TASK DIRECTIONS: Which of the lines below contain the word "chair"? Return each of them unchanged, and treat case as significant.

SOURCE MATERIAL:

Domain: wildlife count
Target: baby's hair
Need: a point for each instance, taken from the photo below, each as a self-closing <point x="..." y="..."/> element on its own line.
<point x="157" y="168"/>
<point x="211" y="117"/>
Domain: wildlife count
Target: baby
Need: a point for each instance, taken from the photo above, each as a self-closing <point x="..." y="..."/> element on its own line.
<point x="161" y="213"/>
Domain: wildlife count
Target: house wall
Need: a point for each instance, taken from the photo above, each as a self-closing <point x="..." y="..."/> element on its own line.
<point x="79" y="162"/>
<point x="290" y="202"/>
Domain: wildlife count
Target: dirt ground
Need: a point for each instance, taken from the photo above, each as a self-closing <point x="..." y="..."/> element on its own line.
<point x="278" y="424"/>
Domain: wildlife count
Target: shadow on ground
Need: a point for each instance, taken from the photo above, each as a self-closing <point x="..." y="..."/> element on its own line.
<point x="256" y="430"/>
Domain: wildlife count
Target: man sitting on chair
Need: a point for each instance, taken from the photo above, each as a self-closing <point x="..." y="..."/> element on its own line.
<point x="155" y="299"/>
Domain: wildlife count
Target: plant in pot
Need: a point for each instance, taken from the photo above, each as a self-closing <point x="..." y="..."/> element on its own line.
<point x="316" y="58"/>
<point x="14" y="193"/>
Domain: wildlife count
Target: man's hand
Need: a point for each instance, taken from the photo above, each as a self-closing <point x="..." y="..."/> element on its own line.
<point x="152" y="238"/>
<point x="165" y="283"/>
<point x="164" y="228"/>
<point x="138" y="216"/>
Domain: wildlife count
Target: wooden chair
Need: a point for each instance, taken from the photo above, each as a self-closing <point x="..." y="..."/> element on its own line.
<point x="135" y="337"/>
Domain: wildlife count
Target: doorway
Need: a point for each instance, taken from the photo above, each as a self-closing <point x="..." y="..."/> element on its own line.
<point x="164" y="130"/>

TASK RESULT:
Target: man sitting on chair
Target: wooden chair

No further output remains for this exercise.